* Task requirements
Report every line in the entries below that contains the word "heart".

* Records for processing
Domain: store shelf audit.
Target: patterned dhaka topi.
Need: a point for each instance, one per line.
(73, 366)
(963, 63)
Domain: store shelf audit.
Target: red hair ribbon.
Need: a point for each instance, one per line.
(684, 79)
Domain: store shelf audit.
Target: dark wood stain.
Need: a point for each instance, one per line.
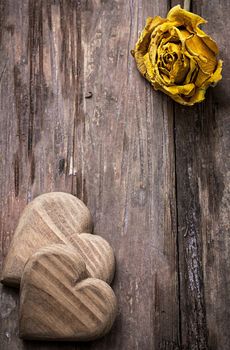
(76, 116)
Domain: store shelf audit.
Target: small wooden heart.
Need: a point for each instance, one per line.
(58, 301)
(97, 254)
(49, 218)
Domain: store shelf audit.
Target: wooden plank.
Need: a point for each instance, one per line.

---

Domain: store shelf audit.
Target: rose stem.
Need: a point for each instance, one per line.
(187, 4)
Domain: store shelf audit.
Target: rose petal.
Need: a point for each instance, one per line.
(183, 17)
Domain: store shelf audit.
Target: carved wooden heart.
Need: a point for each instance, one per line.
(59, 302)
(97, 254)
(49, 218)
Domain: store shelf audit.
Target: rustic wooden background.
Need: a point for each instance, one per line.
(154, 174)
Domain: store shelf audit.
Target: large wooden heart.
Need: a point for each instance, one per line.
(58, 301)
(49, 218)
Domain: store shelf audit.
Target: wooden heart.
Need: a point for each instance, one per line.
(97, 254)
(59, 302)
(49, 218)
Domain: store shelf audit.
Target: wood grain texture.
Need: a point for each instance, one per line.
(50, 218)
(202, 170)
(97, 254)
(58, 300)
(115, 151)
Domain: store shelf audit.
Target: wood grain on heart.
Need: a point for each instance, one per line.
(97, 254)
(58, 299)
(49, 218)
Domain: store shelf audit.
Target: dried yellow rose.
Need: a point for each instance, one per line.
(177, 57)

* Exercise solution
Target: small wooden heart.
Target: carved wooden heart.
Target: large wooden heart.
Target: wooden heart.
Target: wood grain on heart.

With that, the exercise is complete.